---------- Extrait du document
Même schéma pour Driss Azzoug. Ce reconverti dirige trois enseignes de fromagerie La Meulerie qu’il a cofondées avec son associé Arthur Barret entre 2021 et 2024. Leurs boutiques jaune et bleu, installées dans les 1er, 7e et 6e arrondissements, se veulent loin des codes de la fromagerie traditionnelle pour attirer une clientèle, elle aussi, plus jeune.
Les deux néo-fromagers exposent des produits en vitrines verticales, dites de « vente avant » pour conseiller le client à sa hauteur et être plus en proximité. Une nouveauté globalement partagée dans le métier ces dernières années.
Évolution de la clientèle dans certains quartiers
De son côté, l’Art de la Fromagerie conserve le système de « vente arrière » avec une vitrine horizontale, plus à l’ancienne, sur le modèle des boucheries. Michel Lando observe la stratégie des fromageries 2.0, en particulier de la Meulerie, comme « un bon coup marketing ».
--------------------
---------- Matériel extrait
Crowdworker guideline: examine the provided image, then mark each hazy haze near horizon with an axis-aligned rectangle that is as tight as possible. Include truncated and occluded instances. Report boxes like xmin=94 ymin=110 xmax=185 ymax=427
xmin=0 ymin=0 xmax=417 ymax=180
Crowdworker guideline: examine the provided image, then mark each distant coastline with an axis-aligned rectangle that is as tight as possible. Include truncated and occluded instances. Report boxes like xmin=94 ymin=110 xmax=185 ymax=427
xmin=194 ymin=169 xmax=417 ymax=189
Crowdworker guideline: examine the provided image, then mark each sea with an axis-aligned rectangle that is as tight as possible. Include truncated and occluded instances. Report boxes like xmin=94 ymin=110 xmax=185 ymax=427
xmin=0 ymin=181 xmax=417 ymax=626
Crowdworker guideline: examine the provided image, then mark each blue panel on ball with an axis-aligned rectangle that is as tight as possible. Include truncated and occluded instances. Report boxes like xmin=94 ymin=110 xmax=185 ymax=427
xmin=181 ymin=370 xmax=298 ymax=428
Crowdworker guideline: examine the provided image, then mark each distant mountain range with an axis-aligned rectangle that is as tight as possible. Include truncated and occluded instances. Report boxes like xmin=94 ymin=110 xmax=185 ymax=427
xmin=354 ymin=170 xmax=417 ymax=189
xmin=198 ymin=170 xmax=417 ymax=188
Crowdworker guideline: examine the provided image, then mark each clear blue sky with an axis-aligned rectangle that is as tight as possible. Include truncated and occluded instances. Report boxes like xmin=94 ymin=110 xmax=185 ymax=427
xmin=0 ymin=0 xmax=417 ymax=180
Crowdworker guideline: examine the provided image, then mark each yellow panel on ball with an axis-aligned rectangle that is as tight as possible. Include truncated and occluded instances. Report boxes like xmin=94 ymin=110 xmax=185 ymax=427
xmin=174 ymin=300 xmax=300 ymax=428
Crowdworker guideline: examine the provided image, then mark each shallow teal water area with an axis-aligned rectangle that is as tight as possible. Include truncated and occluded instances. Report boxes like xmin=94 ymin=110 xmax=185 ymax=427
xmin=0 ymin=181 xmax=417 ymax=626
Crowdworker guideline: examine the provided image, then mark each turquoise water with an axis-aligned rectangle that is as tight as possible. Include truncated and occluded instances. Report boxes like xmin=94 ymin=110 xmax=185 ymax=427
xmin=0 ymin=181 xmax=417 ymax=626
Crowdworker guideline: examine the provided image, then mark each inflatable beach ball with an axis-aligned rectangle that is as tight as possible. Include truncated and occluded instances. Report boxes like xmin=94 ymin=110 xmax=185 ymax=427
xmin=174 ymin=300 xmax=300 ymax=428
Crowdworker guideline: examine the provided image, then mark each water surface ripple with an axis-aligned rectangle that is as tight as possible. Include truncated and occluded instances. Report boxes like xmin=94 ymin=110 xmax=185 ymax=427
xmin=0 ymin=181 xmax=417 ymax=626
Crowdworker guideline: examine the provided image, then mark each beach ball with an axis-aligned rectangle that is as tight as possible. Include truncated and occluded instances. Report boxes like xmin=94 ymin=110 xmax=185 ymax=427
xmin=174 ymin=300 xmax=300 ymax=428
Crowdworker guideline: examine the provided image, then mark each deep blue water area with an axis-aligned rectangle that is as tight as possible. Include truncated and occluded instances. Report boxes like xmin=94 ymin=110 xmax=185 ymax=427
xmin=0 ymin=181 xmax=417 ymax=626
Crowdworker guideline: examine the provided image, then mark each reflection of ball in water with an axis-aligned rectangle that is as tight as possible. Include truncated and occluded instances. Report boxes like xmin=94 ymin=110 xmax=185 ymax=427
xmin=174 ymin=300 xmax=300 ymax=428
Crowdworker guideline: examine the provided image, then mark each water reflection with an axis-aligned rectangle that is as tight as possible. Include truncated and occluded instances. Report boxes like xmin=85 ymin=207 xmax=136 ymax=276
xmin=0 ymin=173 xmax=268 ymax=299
--------------------
_Objectif de l'exercice_. Extrayez intégralement l'extrait sur les nouvelles fromageries, sans y modifier un seul mot. Le matériel forme un ensemble distinct, sans lien avec l'extrait.

_Réponse attendue_.
Même schéma pour Driss Azzoug. Ce reconverti dirige trois enseignes de fromagerie La Meulerie qu’il a cofondées avec son associé Arthur Barret entre 2021 et 2024. Leurs boutiques jaune et bleu, installées dans les 1er, 7e et 6e arrondissements, se veulent loin des codes de la fromagerie traditionnelle pour attirer une clientèle, elle aussi, plus jeune.
Les deux néo-fromagers exposent des produits en vitrines verticales, dites de « vente avant » pour conseiller le client à sa hauteur et être plus en proximité. Une nouveauté globalement partagée dans le métier ces dernières années.
Évolution de la clientèle dans certains quartiers
De son côté, l’Art de la Fromagerie conserve le système de « vente arrière » avec une vitrine horizontale, plus à l’ancienne, sur le modèle des boucheries. Michel Lando observe la stratégie des fromageries 2.0, en particulier de la Meulerie, comme « un bon coup marketing ».